● Exercise instructions
Transcribe all records exactly.

▼

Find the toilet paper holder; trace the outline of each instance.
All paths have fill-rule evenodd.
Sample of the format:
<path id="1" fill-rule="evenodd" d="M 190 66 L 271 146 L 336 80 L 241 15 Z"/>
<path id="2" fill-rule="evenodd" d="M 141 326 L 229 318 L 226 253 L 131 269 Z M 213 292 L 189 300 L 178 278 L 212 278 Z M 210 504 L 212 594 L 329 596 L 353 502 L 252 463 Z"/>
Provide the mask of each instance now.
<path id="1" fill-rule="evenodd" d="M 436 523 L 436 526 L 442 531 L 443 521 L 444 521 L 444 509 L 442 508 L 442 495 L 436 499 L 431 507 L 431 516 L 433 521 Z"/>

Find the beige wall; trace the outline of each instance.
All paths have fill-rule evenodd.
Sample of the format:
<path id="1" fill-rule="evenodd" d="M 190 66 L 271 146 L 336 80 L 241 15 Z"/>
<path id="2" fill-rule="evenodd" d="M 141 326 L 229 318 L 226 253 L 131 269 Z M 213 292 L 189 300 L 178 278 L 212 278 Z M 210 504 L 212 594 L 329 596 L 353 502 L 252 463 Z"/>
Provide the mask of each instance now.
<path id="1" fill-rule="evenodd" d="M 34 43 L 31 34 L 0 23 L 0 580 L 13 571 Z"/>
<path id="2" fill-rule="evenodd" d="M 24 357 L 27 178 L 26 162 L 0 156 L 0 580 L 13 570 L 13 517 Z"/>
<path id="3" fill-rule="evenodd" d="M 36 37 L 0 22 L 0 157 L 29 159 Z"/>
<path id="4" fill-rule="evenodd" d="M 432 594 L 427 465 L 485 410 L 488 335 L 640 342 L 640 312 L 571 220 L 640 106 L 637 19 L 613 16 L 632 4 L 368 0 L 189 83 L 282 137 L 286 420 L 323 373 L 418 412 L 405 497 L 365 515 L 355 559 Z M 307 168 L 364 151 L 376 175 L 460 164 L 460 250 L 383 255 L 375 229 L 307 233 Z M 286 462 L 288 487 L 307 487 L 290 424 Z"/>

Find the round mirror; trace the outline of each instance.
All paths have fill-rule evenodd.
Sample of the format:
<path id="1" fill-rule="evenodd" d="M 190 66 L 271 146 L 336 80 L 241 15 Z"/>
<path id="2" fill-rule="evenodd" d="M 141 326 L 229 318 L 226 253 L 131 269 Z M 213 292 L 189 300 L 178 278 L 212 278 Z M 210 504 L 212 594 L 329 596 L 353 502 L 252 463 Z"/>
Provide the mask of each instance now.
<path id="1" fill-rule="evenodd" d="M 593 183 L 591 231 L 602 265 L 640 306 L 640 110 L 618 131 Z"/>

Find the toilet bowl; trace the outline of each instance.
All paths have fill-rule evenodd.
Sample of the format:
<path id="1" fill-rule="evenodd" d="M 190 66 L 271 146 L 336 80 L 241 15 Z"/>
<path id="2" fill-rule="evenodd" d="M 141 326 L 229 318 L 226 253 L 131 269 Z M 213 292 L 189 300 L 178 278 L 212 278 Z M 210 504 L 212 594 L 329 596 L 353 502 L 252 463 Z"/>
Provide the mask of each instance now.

▲

● Written response
Find the toilet paper holder; trace the outline of each instance.
All paths have fill-rule evenodd.
Sample of the format:
<path id="1" fill-rule="evenodd" d="M 190 66 L 271 146 L 336 80 L 241 15 Z"/>
<path id="2" fill-rule="evenodd" d="M 141 326 L 229 318 L 226 253 L 131 269 Z M 213 292 L 189 300 L 178 278 L 212 278 Z M 210 504 L 212 594 L 329 596 L 353 502 L 252 463 Z"/>
Provide the mask of each instance now.
<path id="1" fill-rule="evenodd" d="M 436 523 L 436 526 L 442 531 L 443 521 L 444 521 L 444 509 L 442 508 L 442 495 L 436 499 L 431 507 L 431 516 L 433 521 Z"/>

Find the beige wall; trace the outline of each instance.
All paths have fill-rule evenodd.
Sample of the format:
<path id="1" fill-rule="evenodd" d="M 190 66 L 271 146 L 336 80 L 241 15 Z"/>
<path id="2" fill-rule="evenodd" d="M 141 326 L 229 318 L 226 253 L 131 269 Z M 213 292 L 189 300 L 178 278 L 212 278 Z M 210 504 L 212 594 L 329 596 L 353 502 L 252 463 Z"/>
Provide the mask of each instance now.
<path id="1" fill-rule="evenodd" d="M 34 43 L 31 34 L 0 23 L 0 580 L 13 571 Z"/>
<path id="2" fill-rule="evenodd" d="M 24 357 L 27 178 L 26 162 L 0 156 L 0 580 L 13 570 L 13 517 Z"/>
<path id="3" fill-rule="evenodd" d="M 36 37 L 0 22 L 0 157 L 29 159 Z"/>
<path id="4" fill-rule="evenodd" d="M 432 594 L 427 465 L 485 410 L 488 335 L 640 342 L 640 312 L 571 220 L 640 106 L 637 19 L 613 16 L 632 4 L 368 0 L 189 83 L 282 137 L 286 420 L 323 373 L 418 412 L 405 497 L 365 515 L 355 559 Z M 307 168 L 364 151 L 376 175 L 460 164 L 460 250 L 383 255 L 375 229 L 307 233 Z M 286 462 L 288 487 L 307 487 L 290 424 Z"/>

Find the round mirror; trace the outline of each instance.
All paths have fill-rule evenodd.
Sample of the format:
<path id="1" fill-rule="evenodd" d="M 190 66 L 271 146 L 336 80 L 241 15 Z"/>
<path id="2" fill-rule="evenodd" d="M 141 326 L 229 318 L 226 253 L 131 269 Z M 213 292 L 189 300 L 178 278 L 212 278 Z M 210 504 L 212 594 L 329 596 L 353 502 L 252 463 Z"/>
Provide the mask of each instance now.
<path id="1" fill-rule="evenodd" d="M 593 183 L 591 231 L 602 265 L 640 306 L 640 110 L 618 131 Z"/>

Find the toilet bowl; trace the outline of each instance.
All paths have fill-rule evenodd.
Sample of the format:
<path id="1" fill-rule="evenodd" d="M 190 66 L 271 146 L 336 80 L 241 15 Z"/>
<path id="2" fill-rule="evenodd" d="M 141 326 L 229 318 L 226 253 L 131 269 Z M 213 292 L 189 300 L 178 278 L 212 278 Z M 210 504 L 212 594 L 329 596 L 353 502 L 252 463 Z"/>
Provide the mask of each instance now.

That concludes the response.